##### Extrait source
Ceux qui acclamaient Pétain et ceux qui acclamaient De Gaulle

Ceux qui acclamaient Pétain et ceux qui acclamaient De Gaulle

Il existe dans toute communauté humaine de ces « vérités établies » que personne ne songe à discuter, ni même à examiner. Qui les conteste passe pour un hurluberlu, un provocateur, un trublion. Comme nos lecteurs le savent, c’est un rôle dans lequel je me sens très à l’aise.
Au cours des dernières commémorations de la libération de la France par les Alliés, avec le concours de l’Armée française renaissante et des Forces françaises de l’Intérieur, il a été répété pour la énième fois, et sans que se manifeste le moindre avis contraire, que les Parisiens qui acclamaient le Général de Gaulle et les libérateurs étaient les mêmes que ceux qui acclamaient encore le Maréchal Pétain quelques jours plus tôt. À croire que les Français (ou du moins ceux qui parlent en leur nom) ont eu accès à un recensement méthodique de nature scientifique ayant à l’époque établi ce fait avec une certitude absolue. Est-il besoin de préciser qu’un tel recensement n’a jamais eu lieu et que les sondages d’opinion n’existaient pas encore. (Un tel sondage eut été d’ailleurs sans valeur dans une période aussi troublée.)
Sur quelle source d’information peuvent donc bien s’appuyer ceux qui proclament depuis 60 ans avec une parfaite assurance : « Ceux qui applaudissaient De Gaulle et ceux qui applaudissaient Pétain, c’étaient les mêmes ! » ? Auraient-ils appris dans quelque officine de magie à sonder les reins et les cœurs ? D’où tiennent-ils cette extra-lucidité ? Eh bien je vais vous le dire : Ils ne tirent cela que de leur immense vanité, qui les porte à juger de haut le petit peuple de France, et ils trouvent un plaisir pervers à présenter leurs concitoyens comme des girouettes sans convictions.
##########
##### Entrées du corpus
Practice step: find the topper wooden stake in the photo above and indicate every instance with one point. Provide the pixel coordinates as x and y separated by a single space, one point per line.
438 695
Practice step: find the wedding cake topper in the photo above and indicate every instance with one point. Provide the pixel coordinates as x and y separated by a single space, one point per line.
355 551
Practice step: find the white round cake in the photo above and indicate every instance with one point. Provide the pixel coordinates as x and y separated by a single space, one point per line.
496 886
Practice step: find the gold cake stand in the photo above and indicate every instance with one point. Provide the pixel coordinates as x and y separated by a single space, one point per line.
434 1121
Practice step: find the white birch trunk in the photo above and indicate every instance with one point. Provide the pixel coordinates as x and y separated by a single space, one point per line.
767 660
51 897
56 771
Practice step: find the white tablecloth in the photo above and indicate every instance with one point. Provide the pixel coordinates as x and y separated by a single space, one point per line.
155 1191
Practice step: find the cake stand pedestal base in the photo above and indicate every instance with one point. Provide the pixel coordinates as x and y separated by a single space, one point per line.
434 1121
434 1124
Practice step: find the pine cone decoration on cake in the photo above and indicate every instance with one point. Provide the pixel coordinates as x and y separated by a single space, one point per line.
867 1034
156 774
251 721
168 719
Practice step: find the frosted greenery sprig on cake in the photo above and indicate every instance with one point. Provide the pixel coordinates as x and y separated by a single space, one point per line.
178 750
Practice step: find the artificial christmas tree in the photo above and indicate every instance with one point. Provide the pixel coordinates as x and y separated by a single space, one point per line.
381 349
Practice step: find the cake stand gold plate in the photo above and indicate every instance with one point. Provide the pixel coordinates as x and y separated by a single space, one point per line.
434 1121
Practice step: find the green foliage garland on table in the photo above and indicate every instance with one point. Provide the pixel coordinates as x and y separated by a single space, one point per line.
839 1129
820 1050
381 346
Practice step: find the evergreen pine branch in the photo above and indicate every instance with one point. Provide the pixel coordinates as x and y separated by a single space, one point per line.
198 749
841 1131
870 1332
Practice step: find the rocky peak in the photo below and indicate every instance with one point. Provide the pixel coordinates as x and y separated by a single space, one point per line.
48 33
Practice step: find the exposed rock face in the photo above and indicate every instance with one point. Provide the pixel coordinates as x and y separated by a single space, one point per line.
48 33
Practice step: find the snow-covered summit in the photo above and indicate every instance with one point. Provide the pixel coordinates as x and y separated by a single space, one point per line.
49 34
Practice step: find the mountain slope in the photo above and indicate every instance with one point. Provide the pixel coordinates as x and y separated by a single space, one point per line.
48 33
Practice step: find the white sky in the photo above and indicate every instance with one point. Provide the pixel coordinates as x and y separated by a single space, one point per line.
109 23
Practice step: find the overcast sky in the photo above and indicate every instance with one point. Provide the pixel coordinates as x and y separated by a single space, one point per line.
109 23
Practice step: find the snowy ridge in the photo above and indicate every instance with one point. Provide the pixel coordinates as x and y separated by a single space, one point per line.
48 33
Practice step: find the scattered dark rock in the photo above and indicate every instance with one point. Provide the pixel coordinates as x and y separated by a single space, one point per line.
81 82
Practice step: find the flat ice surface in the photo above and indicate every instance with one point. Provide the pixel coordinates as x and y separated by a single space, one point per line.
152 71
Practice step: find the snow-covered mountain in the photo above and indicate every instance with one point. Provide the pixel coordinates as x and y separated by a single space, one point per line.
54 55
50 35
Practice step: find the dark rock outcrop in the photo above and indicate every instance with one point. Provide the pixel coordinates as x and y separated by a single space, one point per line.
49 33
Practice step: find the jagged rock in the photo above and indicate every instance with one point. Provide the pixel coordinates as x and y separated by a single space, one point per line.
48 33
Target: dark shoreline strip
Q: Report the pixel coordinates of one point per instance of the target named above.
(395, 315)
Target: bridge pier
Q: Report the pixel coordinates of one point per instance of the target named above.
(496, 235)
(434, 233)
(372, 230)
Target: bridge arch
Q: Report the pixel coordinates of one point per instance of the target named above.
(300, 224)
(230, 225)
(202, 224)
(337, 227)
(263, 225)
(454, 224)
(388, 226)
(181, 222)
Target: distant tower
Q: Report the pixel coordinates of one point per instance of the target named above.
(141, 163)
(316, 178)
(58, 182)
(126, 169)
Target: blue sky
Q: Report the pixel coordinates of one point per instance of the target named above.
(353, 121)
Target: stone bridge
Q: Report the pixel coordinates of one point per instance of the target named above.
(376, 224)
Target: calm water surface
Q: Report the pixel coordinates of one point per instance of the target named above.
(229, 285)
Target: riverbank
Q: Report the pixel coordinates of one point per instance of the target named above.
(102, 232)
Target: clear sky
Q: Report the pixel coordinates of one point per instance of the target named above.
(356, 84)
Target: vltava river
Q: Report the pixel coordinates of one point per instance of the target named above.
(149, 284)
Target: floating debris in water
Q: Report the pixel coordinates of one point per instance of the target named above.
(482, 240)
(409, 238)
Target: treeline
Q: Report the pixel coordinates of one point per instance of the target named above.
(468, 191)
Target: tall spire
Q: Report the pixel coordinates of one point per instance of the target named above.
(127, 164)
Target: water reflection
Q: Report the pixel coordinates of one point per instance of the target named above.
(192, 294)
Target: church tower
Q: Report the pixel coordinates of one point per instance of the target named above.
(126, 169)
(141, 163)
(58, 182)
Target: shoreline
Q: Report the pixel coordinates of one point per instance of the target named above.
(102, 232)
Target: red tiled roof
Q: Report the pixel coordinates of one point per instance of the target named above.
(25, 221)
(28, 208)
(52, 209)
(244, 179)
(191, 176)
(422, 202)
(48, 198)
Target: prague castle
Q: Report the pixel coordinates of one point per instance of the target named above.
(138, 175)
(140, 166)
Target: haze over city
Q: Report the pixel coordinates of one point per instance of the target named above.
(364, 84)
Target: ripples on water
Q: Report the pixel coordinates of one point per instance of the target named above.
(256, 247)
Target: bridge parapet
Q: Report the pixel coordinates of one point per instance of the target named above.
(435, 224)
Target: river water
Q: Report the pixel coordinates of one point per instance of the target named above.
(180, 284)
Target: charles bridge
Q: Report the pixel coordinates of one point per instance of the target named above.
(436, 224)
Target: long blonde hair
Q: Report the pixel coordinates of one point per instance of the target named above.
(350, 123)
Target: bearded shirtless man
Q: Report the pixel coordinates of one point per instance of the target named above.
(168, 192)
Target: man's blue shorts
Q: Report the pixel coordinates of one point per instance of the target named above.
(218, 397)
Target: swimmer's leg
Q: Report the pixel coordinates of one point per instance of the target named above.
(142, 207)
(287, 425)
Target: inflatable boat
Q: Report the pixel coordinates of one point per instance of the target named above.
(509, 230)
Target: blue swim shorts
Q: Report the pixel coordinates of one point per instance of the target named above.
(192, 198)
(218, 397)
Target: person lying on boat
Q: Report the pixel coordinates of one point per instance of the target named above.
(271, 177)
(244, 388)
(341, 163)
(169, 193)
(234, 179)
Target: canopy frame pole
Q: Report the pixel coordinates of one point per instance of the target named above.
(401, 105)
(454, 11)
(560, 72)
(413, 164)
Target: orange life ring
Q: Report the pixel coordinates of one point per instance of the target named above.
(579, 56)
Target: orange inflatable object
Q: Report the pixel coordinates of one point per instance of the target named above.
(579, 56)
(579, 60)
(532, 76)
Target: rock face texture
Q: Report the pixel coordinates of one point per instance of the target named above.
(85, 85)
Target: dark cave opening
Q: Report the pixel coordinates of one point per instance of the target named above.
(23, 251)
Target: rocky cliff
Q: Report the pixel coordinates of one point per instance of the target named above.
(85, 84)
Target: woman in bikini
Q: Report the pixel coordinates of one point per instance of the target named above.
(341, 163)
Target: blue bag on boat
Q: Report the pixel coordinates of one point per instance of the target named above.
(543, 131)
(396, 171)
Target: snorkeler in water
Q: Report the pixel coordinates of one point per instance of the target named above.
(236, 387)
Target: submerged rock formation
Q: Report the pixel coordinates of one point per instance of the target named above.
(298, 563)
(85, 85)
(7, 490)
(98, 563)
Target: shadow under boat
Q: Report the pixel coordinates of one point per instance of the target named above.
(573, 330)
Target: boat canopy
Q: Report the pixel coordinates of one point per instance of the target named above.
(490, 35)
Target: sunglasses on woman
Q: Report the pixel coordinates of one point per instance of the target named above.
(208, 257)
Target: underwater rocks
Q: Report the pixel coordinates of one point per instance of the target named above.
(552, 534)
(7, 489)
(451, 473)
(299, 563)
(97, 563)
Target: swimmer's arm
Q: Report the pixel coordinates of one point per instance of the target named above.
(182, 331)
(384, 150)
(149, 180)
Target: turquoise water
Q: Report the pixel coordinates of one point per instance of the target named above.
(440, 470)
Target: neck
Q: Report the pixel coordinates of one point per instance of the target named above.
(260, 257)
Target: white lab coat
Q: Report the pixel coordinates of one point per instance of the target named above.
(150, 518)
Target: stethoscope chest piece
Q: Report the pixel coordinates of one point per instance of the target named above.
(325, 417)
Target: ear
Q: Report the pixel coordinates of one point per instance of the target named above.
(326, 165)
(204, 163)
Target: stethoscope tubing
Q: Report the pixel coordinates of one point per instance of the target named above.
##########
» **Énoncé de la tâche**
Dans l'extrait source, les sondages d'opinion existaient-ils à l'époque de la libération de Paris ? Appuyez-vous exclusivement sur l'extrait source.

» **Solution**
Non, les sondages d'opinion n'existaient pas encore.